• **What the exercise asks**
Go through the entries below and collect each line with the string "target" in it.
····················
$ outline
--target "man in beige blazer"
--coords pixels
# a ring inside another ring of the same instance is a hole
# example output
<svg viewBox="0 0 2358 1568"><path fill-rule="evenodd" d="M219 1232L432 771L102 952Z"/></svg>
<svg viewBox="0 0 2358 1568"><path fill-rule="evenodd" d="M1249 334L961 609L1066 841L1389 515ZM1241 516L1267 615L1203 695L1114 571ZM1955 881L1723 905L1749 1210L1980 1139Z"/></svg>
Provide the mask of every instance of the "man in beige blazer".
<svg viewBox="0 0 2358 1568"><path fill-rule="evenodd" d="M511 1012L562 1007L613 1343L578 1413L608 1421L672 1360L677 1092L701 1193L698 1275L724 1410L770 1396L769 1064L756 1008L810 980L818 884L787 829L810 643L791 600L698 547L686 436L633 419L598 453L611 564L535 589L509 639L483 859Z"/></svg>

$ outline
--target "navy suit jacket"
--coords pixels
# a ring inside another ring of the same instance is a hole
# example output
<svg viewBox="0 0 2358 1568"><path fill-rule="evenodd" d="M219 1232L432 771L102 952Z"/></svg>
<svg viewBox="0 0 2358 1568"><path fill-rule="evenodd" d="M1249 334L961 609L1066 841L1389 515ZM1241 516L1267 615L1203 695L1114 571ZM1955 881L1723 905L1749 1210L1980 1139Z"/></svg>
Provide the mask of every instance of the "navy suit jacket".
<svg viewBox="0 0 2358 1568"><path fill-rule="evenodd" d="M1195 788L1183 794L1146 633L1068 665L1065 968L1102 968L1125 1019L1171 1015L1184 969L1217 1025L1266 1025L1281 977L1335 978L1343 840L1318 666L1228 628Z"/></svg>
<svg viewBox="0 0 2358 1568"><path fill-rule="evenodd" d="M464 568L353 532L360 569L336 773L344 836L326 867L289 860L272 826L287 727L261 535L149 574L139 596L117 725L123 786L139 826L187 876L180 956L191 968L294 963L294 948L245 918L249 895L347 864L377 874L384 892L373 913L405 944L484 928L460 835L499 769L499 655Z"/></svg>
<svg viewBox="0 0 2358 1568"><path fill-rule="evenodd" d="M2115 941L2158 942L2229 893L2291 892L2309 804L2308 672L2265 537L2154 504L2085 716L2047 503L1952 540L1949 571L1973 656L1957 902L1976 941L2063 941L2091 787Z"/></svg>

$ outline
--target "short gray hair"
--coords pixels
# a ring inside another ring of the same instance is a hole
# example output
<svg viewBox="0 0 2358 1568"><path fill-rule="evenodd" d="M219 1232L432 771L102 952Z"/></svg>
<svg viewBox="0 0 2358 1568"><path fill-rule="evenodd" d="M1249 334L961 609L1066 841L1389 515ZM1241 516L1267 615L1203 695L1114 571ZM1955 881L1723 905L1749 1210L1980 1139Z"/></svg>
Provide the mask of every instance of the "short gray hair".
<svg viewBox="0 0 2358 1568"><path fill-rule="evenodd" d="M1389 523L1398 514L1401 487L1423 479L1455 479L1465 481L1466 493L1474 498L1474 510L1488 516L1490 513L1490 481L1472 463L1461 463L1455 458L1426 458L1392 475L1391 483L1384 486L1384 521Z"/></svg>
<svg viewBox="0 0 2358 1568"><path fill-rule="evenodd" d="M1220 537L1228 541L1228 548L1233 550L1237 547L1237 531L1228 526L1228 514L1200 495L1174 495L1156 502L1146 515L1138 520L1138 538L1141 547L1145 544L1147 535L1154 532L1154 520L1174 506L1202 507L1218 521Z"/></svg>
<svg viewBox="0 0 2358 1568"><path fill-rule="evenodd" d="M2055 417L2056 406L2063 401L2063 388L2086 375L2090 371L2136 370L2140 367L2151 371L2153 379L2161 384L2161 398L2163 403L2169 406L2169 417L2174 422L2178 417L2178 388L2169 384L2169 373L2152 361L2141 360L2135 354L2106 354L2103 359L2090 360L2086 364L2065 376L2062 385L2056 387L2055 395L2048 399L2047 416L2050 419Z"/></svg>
····················
• **Worked solution**
--target "man in beige blazer"
--target "navy suit jacket"
--target "short gray hair"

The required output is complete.